SET TASK 1: Rewrite the correlation excerpt, starting at the words "The plot above" and ending after "of this association.", and substitute "distort" for "skew".

SOURCE EXTRACT:
The plot above highlights an outlier that diverges from the predominantly linear relationship observed between the number of hours dedicated to study and the resulting exam scores. To elucidate the influence exerted by this outlier, we will apply Pearson's correlation to the dataset both inclusive and exclusive of this anomalous data point. This comparative analysis aims to shed light on how a single outlier can skew the perceived strength of the relationship between study hours and exam scores, potentially leading to misleading conclusions about the true nature of this association.

# Remove the outlier for the comparison
study_hours_wo_outlier = np.delete(study_hours, 98)
exam_scores_wo_outlier = np.delete(exam_scores, 98)

# Calculate Pearson's correlation with and without the outlier
corr_coef_with_outlier, _ = pearsonr(study_hours, exam_scores)
corr_coef_wo_outlier, _ = pearsonr(study_hours_wo_outlier, exam_scores_wo_outlier)

# Create a table for comparison
comparison_table = pd.DataFrame({
    "Metric": ["Pearson's Correlation"],
    "With Outlier": [corr_coef_with_outlier],
    "Without Outlier": [corr_coef_wo_outlier]
})

comparison_table

When the outlier is included in the analysis, Pearson's coefficient shows a diminished correlation between study hours and exam scores, not accurately reflecting the stronger relationship evident among the bulk of the data points. This discrepancy highlights the sensitivity of Pearson's correlation to anomalies within the dataset.

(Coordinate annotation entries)
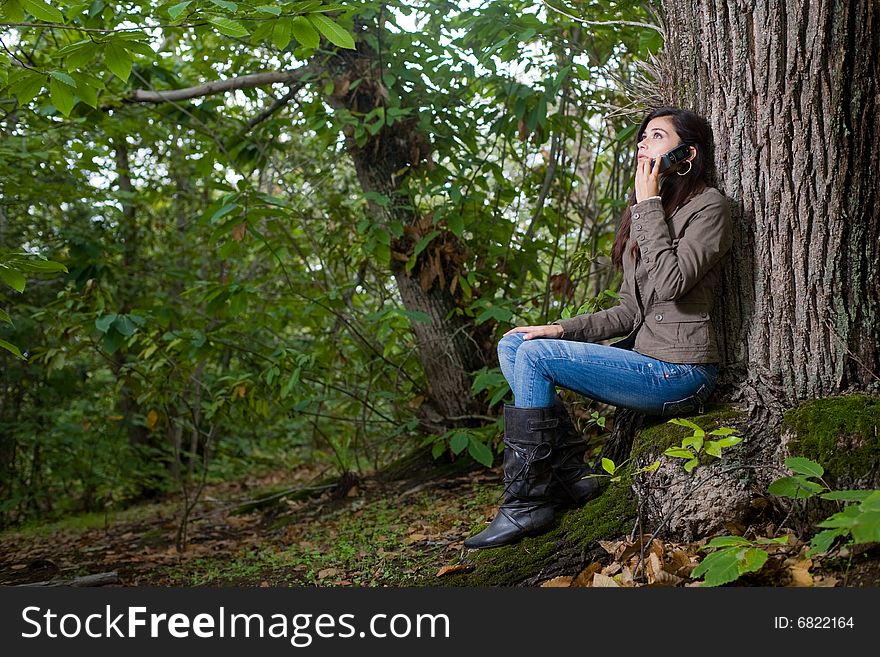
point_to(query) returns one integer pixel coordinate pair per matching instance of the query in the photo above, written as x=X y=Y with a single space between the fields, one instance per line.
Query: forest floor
x=252 y=532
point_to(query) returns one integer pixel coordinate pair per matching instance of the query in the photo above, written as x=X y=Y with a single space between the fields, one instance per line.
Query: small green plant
x=858 y=521
x=605 y=299
x=595 y=418
x=734 y=556
x=613 y=470
x=695 y=447
x=475 y=441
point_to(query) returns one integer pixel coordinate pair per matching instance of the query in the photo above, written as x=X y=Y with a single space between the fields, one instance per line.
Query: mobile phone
x=676 y=155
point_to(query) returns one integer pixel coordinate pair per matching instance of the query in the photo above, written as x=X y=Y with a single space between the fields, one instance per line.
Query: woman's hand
x=545 y=331
x=647 y=179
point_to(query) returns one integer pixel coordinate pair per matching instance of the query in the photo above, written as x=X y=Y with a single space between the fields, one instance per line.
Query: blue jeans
x=612 y=375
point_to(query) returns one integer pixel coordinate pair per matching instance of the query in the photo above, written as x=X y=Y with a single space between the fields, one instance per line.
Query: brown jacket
x=666 y=300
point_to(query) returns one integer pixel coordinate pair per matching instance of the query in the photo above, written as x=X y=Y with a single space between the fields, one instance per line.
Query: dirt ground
x=256 y=532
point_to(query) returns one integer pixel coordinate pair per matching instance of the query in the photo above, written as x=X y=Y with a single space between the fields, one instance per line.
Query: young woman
x=670 y=245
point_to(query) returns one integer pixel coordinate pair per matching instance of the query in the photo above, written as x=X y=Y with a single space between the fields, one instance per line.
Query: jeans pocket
x=688 y=404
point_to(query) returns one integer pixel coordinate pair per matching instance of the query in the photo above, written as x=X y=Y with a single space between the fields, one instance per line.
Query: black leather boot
x=570 y=489
x=527 y=508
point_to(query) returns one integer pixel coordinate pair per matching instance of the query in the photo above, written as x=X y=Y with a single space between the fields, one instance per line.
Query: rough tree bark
x=448 y=351
x=790 y=88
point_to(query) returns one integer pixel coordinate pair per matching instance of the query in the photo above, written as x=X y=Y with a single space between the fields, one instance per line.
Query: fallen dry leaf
x=799 y=571
x=652 y=567
x=665 y=578
x=563 y=581
x=585 y=577
x=603 y=581
x=824 y=582
x=457 y=568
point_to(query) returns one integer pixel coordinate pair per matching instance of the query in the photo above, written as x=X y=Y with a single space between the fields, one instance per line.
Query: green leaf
x=103 y=323
x=84 y=90
x=43 y=11
x=795 y=487
x=423 y=243
x=62 y=96
x=713 y=449
x=178 y=9
x=12 y=11
x=459 y=442
x=693 y=441
x=727 y=541
x=800 y=465
x=332 y=31
x=719 y=567
x=480 y=453
x=377 y=198
x=118 y=60
x=112 y=341
x=40 y=265
x=679 y=452
x=124 y=325
x=226 y=209
x=867 y=528
x=684 y=423
x=305 y=33
x=752 y=560
x=11 y=348
x=281 y=33
x=81 y=56
x=63 y=78
x=12 y=278
x=872 y=502
x=229 y=27
x=26 y=87
x=269 y=9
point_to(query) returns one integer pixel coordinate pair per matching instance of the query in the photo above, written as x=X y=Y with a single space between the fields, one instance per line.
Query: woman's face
x=659 y=137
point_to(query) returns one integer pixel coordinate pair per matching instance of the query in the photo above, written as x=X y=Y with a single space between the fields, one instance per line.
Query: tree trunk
x=447 y=350
x=790 y=88
x=128 y=233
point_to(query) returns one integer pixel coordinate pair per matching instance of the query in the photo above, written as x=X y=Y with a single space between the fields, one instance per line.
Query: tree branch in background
x=251 y=81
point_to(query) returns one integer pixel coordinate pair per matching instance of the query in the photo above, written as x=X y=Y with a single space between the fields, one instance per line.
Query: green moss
x=608 y=516
x=840 y=433
x=659 y=435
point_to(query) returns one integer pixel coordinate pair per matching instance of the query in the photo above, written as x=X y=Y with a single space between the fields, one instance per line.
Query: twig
x=248 y=81
x=98 y=579
x=586 y=22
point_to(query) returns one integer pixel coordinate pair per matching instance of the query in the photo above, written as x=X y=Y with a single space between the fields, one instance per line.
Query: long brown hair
x=676 y=190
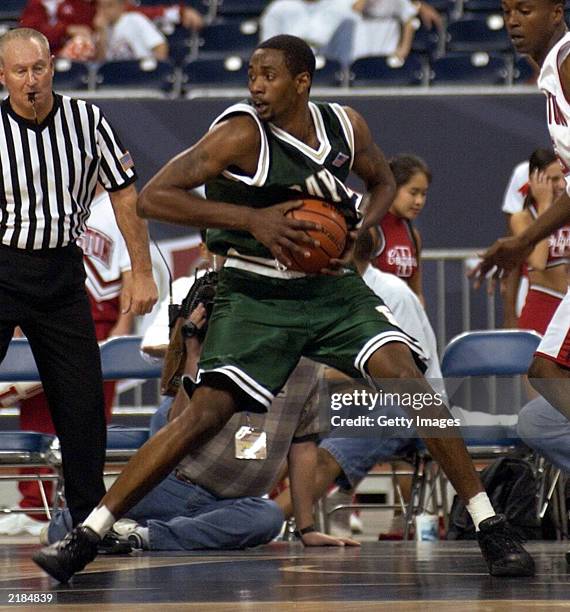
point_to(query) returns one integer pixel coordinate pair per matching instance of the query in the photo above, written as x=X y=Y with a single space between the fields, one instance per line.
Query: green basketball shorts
x=261 y=326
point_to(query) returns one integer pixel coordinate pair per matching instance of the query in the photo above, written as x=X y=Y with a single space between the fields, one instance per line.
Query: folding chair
x=19 y=449
x=502 y=353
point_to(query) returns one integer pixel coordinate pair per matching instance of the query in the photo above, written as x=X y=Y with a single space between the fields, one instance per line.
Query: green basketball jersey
x=287 y=169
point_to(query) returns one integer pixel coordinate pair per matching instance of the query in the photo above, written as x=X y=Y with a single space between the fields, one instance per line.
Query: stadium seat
x=230 y=71
x=473 y=69
x=377 y=71
x=485 y=33
x=426 y=41
x=10 y=10
x=135 y=74
x=71 y=75
x=328 y=73
x=20 y=449
x=503 y=352
x=524 y=73
x=227 y=37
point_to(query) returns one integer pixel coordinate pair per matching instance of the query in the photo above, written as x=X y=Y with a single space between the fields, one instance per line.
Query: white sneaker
x=16 y=523
x=125 y=527
x=339 y=520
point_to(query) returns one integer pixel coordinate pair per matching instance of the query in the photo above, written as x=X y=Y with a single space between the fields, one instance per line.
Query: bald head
x=23 y=34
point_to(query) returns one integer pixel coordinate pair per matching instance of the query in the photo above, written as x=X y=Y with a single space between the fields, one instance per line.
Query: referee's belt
x=260 y=265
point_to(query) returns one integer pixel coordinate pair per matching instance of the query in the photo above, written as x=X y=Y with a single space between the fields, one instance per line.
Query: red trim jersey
x=558 y=244
x=397 y=253
x=106 y=258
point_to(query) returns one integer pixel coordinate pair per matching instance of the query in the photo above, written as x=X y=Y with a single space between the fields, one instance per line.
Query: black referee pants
x=44 y=293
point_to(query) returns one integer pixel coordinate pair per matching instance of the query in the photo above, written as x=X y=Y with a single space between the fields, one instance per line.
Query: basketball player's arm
x=371 y=166
x=539 y=256
x=234 y=142
x=141 y=294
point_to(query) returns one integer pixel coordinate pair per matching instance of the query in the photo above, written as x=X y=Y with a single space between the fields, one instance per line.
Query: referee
x=53 y=150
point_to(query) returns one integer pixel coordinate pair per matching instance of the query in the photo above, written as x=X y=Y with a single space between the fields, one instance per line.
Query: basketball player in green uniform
x=257 y=160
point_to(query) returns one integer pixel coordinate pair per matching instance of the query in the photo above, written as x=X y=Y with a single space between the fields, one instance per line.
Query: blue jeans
x=547 y=431
x=184 y=516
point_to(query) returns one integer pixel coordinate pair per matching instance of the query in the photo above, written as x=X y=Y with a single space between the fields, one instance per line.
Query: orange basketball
x=332 y=236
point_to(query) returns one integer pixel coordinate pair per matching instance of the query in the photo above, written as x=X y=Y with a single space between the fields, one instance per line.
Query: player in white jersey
x=539 y=31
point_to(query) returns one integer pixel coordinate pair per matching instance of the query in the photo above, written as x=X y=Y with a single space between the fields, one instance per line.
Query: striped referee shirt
x=48 y=172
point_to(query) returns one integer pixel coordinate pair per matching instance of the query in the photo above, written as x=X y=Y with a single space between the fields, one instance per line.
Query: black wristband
x=301 y=532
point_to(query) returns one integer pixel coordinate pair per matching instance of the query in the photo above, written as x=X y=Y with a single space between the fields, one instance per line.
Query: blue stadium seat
x=252 y=8
x=524 y=73
x=376 y=71
x=135 y=74
x=226 y=37
x=11 y=9
x=230 y=71
x=484 y=33
x=504 y=352
x=475 y=69
x=328 y=73
x=71 y=75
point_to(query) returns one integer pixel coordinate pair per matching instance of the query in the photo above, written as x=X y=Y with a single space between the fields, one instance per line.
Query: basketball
x=332 y=236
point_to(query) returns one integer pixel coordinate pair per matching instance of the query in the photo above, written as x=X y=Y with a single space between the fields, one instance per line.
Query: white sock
x=480 y=508
x=143 y=533
x=100 y=520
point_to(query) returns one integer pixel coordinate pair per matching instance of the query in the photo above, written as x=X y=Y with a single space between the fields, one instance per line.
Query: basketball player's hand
x=541 y=189
x=499 y=260
x=140 y=297
x=280 y=233
x=316 y=538
x=338 y=265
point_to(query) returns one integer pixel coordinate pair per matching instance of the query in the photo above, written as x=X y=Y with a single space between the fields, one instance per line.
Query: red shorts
x=538 y=309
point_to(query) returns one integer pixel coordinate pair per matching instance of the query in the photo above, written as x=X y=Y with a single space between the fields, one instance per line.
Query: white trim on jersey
x=319 y=156
x=346 y=126
x=260 y=176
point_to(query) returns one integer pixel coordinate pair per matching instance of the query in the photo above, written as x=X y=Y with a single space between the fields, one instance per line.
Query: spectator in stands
x=123 y=35
x=315 y=21
x=384 y=27
x=400 y=244
x=70 y=22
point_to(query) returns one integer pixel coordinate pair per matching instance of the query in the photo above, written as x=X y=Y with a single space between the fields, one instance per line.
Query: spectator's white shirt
x=513 y=199
x=133 y=36
x=314 y=22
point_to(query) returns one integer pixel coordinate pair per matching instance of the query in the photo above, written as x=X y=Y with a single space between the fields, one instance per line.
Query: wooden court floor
x=386 y=576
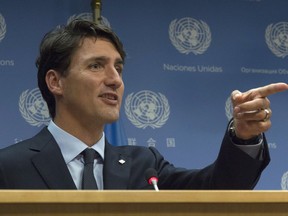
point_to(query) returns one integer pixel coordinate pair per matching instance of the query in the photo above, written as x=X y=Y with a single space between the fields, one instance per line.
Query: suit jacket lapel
x=116 y=170
x=50 y=163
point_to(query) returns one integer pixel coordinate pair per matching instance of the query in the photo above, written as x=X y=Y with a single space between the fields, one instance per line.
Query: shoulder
x=35 y=142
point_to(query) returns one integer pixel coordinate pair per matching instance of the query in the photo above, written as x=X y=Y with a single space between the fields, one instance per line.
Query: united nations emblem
x=2 y=28
x=33 y=108
x=284 y=182
x=88 y=16
x=190 y=35
x=147 y=109
x=277 y=38
x=228 y=109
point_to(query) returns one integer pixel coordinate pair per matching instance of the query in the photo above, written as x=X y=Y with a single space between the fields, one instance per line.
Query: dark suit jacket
x=37 y=163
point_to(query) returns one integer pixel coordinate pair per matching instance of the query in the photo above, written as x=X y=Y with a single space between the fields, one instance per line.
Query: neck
x=86 y=132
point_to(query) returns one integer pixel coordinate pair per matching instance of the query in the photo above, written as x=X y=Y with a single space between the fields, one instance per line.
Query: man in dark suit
x=80 y=77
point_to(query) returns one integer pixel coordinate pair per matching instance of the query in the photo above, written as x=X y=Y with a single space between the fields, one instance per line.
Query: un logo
x=277 y=38
x=33 y=108
x=2 y=28
x=147 y=109
x=190 y=35
x=88 y=16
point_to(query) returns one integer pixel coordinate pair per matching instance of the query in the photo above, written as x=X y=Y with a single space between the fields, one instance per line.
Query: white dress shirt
x=71 y=149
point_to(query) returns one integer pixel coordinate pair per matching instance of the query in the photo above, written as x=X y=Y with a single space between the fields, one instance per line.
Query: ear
x=53 y=81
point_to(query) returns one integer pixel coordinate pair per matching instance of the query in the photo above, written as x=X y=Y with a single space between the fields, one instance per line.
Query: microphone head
x=151 y=174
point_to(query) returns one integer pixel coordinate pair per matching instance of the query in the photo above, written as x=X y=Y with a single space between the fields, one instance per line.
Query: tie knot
x=89 y=155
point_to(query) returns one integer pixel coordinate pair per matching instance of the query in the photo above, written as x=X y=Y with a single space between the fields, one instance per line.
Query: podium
x=140 y=203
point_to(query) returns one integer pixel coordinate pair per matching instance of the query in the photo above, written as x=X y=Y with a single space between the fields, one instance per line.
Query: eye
x=95 y=67
x=119 y=68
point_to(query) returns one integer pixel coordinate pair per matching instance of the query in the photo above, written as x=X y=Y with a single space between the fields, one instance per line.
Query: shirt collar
x=71 y=146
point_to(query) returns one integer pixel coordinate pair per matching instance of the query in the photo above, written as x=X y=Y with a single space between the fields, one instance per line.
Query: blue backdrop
x=184 y=59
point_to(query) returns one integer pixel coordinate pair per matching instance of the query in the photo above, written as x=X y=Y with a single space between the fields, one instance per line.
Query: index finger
x=271 y=89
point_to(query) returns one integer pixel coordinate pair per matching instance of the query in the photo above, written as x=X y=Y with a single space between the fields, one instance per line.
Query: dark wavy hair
x=58 y=46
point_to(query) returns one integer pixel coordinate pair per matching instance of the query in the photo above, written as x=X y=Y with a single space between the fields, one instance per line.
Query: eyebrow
x=105 y=59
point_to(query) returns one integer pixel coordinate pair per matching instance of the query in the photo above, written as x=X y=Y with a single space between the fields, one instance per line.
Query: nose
x=113 y=78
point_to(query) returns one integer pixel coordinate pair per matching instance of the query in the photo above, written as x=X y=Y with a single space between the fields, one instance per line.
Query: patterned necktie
x=88 y=179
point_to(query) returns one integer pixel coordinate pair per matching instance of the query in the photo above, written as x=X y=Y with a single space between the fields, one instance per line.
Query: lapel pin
x=121 y=161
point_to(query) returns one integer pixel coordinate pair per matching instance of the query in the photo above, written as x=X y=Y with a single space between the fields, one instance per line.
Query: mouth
x=110 y=98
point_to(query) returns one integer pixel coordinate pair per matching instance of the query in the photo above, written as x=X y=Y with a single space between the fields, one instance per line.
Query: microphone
x=96 y=6
x=152 y=177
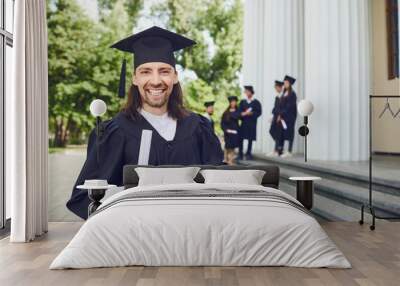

SET TASK 2: Collect every line of the records above that contains the string "jersey".

EXERCISE ANSWER 1:
The plot above highlights an outlier that diverges from the predominantly linear relationship observed between the number of hours dedicated to study and the resulting exam scores. To elucidate the influence exerted by this outlier, we will apply Pearson's correlation to the dataset both inclusive and exclusive of this anomalous data point. This comparative analysis aims to shed light on how a single outlier can distort the perceived strength of the relationship between study hours and exam scores, potentially leading to misleading conclusions about the true nature of this association.

EXERCISE ANSWER 2:
Query: green basketball jersey
Query: red trim jersey
Query: player in white jersey
Query: white trim on jersey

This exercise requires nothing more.